▶ _Requests_
(A) Answer these questions about the blog post:
(i) How does John describe his new project Massakiss?
(ii) Which label is named as having released his works?
(iii) Who is described as Kompleksi's own expert on sound?
(B) Which German labels does the blog post name as possibly fitting for the Massakiss material?
(C) Rewrite the blog post from "I received a" to "on gay disco).", switching "package" to "parcel".

Friday, July 28, 2006

Massaccesi Goes Disco



Enter the mad world of Massaccesi!

I received a package today from my American friend John Fanning, also known as Massaccesi, a musical and visual artist working mostly on the experimental field (his works has been released by such labels as Phthalo of USA). I wrote last year this text about the origins of pHinnWeb where John was very instrumental too. This package included some of his latest works, a Massaccesi CDR and two CDRs of unpublished material of his new project Massakiss (which John calls his own take on gay disco).

I had time to listen to the first Massakiss CDR and a bit of the second one before I left for Net café. I can't say much about the sound politics because I'm not an expert there like Kompleksi's own Mike Not (you can always do things with mastering), but for me the overall Massakiss sound is very energetic and relentless; maybe "testosterone-filled" would be the right expression here; even though as another boring breeder I can't really tell if this sound is especially "gay" or what. Maybe this would fitting material for such German labels as Bpitchcontrol, Lasergun Recordings or the innovatively-named Shitkatapult (also home for Tampere's own Sami Koivikko).

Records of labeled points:
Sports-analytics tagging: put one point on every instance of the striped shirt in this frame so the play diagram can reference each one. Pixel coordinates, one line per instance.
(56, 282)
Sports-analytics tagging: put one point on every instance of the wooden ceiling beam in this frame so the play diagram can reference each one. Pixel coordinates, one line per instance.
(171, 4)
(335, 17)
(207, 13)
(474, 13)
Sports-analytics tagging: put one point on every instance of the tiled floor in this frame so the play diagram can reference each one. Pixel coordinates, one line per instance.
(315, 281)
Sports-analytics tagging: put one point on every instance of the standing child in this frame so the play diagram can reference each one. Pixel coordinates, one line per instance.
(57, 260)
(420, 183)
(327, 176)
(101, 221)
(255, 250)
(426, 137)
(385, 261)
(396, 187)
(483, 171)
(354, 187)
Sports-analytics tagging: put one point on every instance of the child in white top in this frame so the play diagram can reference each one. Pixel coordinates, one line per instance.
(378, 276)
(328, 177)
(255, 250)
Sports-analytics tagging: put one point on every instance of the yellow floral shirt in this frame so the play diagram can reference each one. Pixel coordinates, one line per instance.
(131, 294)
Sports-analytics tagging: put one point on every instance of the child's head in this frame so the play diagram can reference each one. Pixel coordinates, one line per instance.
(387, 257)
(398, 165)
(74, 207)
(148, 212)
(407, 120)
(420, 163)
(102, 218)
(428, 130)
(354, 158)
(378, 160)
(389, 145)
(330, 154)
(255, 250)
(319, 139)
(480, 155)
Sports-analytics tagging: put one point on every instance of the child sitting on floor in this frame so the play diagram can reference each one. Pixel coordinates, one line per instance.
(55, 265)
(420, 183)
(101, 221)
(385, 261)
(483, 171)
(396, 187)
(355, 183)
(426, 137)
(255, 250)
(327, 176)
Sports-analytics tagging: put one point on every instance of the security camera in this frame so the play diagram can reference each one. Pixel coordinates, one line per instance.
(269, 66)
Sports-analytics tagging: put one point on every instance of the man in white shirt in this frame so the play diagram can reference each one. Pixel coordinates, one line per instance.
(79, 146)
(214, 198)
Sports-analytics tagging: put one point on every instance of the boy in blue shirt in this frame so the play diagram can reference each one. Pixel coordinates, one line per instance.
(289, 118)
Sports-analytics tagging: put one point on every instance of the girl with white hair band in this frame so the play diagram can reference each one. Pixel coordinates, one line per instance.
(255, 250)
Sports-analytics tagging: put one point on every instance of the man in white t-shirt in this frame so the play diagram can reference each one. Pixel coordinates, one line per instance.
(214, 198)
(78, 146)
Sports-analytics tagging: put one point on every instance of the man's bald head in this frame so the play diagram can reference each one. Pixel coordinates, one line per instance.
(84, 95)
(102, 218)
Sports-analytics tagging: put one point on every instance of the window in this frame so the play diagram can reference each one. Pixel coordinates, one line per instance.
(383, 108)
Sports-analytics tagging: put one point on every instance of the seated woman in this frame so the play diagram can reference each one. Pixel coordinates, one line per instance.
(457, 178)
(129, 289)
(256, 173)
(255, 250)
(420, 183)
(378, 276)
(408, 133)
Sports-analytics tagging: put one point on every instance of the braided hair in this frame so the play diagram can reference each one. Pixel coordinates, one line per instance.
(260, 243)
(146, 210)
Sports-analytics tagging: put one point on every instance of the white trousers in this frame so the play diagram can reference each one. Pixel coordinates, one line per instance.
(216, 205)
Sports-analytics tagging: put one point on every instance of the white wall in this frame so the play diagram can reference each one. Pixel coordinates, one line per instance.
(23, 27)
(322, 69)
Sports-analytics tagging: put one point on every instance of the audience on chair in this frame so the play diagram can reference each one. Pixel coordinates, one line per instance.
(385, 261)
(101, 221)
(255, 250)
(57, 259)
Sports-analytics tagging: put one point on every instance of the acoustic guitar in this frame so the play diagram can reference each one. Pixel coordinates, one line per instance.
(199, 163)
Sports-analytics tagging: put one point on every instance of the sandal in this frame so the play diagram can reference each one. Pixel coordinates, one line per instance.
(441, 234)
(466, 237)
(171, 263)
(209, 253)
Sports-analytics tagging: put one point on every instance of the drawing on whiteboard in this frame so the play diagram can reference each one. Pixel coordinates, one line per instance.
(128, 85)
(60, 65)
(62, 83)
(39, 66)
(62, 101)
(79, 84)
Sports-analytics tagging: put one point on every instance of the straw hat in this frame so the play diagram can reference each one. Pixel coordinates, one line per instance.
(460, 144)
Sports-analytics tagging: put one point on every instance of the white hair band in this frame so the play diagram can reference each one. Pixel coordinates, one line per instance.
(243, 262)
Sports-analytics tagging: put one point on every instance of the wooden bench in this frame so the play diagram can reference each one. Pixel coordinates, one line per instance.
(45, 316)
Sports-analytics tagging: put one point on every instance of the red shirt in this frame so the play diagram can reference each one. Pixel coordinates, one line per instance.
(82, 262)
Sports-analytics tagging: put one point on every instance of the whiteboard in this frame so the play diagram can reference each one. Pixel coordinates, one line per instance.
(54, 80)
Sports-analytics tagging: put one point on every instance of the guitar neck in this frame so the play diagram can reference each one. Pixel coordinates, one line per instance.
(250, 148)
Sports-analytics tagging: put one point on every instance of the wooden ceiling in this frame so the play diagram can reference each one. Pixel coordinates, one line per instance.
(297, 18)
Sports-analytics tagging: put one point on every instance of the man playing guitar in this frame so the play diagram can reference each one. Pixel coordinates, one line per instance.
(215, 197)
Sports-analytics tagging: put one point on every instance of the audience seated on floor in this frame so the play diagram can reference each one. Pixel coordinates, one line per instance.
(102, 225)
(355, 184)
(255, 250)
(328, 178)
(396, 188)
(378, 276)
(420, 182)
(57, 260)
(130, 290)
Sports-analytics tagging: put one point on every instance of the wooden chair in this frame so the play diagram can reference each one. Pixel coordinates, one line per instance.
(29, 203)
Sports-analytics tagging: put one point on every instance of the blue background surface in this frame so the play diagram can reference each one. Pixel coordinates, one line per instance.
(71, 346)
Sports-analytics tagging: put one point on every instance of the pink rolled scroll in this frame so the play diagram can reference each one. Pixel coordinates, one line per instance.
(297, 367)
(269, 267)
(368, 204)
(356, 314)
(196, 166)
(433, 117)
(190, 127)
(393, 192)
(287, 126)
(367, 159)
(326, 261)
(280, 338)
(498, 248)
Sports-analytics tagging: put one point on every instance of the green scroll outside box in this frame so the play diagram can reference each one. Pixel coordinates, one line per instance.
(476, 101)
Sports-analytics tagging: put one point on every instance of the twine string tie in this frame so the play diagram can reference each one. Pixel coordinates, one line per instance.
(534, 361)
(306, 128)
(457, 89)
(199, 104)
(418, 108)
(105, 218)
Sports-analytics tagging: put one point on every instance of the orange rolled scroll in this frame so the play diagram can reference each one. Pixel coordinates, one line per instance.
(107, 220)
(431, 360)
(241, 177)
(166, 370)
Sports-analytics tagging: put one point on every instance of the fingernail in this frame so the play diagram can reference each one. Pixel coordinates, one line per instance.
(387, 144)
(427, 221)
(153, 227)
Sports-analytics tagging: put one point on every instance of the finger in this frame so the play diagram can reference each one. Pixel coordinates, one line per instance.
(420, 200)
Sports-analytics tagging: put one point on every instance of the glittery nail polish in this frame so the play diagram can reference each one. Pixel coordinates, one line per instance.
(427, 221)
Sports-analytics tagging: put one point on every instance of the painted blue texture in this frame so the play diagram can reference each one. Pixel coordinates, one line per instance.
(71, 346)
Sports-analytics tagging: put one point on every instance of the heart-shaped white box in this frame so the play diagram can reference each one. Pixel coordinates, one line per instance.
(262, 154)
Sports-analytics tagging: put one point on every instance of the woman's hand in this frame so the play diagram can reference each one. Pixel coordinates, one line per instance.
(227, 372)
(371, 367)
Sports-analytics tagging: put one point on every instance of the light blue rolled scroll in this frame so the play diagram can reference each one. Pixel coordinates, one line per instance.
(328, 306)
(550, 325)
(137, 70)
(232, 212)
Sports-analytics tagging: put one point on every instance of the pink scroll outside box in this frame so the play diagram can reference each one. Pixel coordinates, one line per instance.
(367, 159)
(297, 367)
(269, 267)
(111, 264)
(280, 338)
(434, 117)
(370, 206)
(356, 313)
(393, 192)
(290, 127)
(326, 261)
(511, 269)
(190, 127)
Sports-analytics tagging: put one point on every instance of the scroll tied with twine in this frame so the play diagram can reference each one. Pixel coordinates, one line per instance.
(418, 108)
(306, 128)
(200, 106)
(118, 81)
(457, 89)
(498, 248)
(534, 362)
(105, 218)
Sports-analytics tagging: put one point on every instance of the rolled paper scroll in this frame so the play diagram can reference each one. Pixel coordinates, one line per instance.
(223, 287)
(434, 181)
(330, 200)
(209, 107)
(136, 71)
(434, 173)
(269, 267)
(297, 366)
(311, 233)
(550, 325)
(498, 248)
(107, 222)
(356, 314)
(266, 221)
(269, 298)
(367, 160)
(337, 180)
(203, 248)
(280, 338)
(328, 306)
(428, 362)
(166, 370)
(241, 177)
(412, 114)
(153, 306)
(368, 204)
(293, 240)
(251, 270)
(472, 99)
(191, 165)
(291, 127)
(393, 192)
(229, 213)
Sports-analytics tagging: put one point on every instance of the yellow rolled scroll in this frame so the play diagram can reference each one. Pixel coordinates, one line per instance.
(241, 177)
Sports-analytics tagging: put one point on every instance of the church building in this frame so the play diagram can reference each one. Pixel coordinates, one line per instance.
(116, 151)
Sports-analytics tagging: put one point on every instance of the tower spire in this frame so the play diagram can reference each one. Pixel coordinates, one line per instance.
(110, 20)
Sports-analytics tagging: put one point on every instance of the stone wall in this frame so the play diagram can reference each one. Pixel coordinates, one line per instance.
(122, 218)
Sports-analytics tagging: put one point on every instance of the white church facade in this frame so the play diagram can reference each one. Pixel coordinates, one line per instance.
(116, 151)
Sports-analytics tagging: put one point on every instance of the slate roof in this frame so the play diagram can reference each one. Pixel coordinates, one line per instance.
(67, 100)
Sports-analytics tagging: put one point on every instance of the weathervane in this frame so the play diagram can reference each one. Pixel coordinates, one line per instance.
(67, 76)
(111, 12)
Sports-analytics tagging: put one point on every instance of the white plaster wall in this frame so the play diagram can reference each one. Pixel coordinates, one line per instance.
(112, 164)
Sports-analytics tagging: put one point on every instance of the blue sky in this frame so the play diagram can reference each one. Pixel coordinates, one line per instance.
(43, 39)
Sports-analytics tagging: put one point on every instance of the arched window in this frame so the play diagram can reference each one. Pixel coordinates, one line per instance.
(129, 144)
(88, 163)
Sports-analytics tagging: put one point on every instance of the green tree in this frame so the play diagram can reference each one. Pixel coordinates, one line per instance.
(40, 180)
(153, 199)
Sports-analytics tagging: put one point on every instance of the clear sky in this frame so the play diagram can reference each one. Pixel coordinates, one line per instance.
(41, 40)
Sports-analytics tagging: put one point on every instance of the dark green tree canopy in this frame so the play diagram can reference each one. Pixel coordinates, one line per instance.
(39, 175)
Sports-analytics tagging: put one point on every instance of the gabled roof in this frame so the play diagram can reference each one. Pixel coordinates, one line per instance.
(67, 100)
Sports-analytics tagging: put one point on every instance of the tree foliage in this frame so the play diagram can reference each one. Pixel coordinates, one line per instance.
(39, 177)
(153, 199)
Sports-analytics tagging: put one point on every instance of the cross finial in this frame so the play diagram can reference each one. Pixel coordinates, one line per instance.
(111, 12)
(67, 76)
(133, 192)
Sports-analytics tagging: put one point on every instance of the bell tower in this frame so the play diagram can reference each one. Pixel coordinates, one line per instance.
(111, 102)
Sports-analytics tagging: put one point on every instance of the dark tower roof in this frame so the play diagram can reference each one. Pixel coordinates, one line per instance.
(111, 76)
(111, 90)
---
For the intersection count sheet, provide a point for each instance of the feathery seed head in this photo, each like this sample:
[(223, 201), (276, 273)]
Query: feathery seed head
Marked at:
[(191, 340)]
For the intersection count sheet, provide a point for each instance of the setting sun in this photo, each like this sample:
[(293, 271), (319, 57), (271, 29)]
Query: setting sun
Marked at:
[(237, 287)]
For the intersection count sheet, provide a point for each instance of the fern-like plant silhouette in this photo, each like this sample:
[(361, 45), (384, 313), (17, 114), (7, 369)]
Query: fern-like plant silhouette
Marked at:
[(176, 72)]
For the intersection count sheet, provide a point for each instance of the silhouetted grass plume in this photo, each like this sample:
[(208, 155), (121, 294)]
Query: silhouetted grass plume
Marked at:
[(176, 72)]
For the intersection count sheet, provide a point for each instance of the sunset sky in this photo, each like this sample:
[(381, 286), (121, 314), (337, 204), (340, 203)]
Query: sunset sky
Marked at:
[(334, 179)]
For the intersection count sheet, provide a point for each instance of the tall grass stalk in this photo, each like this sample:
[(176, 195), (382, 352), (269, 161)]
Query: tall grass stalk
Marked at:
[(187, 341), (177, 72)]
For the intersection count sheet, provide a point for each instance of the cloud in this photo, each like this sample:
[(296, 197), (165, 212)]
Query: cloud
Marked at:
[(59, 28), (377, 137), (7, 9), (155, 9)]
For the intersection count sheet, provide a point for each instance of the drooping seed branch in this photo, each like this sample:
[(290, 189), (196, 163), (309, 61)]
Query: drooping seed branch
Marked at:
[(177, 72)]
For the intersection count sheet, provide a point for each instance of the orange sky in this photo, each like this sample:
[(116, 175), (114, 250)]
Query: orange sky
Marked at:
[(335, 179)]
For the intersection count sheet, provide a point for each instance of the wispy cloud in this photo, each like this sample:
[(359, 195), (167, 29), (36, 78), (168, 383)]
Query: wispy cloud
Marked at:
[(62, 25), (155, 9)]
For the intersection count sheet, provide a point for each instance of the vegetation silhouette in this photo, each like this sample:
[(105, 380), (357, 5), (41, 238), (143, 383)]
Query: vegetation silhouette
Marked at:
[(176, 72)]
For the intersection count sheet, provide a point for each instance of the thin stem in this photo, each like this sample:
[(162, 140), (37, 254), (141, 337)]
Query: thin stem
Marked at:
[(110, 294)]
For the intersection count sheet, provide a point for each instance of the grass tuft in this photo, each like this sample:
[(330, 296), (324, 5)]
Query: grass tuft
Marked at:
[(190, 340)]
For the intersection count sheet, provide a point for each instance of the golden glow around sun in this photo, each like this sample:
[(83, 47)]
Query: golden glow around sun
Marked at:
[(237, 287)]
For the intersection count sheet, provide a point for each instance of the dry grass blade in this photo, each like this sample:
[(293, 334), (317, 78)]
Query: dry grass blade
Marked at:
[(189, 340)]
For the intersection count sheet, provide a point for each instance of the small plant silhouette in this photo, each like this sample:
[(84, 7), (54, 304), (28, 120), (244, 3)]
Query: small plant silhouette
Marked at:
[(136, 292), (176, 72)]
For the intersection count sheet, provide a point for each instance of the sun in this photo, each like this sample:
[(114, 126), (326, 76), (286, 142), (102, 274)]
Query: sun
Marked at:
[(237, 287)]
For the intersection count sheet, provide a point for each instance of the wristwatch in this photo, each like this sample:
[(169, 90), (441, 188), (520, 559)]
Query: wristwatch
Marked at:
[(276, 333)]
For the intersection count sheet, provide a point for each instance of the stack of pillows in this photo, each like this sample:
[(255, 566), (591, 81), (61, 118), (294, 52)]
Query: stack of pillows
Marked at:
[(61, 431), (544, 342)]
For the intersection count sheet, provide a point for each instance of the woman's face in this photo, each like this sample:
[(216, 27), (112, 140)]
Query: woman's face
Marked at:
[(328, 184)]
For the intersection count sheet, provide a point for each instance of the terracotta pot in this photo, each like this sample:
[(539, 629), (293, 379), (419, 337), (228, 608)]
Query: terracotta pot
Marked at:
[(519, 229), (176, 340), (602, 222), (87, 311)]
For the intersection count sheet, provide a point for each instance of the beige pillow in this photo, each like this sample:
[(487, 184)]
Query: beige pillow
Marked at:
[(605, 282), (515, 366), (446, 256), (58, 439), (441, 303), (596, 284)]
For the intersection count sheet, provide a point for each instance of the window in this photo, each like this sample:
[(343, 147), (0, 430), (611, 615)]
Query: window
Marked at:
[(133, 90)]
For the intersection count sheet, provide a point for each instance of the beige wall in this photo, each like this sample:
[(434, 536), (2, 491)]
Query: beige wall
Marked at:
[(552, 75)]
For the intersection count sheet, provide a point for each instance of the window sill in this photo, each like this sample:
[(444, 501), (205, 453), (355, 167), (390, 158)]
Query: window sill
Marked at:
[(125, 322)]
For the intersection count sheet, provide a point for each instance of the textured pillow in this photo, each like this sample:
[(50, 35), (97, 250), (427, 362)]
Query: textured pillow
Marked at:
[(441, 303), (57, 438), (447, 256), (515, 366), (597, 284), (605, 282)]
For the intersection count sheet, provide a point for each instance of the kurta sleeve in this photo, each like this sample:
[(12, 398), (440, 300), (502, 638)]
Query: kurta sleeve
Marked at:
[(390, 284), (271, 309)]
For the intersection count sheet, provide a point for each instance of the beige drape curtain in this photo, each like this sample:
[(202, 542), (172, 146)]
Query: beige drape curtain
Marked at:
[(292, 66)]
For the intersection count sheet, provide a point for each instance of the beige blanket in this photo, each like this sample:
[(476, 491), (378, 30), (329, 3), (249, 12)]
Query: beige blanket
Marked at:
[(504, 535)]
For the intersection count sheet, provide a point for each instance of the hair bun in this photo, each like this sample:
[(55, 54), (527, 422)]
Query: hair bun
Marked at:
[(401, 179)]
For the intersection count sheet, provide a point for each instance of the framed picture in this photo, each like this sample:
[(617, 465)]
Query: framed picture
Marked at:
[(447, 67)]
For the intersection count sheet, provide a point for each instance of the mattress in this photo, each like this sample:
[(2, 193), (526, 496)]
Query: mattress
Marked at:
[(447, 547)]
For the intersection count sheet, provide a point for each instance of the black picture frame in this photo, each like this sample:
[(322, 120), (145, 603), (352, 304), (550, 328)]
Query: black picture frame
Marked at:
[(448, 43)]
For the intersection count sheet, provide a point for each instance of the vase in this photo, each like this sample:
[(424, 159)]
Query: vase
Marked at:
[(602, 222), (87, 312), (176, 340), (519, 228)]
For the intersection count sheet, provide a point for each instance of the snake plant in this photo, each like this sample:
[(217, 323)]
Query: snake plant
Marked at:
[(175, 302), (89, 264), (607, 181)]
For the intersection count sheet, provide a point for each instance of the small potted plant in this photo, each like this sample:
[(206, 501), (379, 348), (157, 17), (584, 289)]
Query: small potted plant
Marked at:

▶ _Results in order_
(A)
(i) As his own take on gay disco.
(ii) Phthalo of USA.
(iii) Mike Not.

(B) Bpitchcontrol, Lasergun Recordings, Shitkatapult

(C)
I received a parcel today from my American friend John Fanning, also known as Massaccesi, a musical and visual artist working mostly on the experimental field (his works has been released by such labels as Phthalo of USA). I wrote last year this text about the origins of pHinnWeb where John was very instrumental too. This parcel included some of his latest works, a Massaccesi CDR and two CDRs of unpublished material of his new project Massakiss (which John calls his own take on gay disco).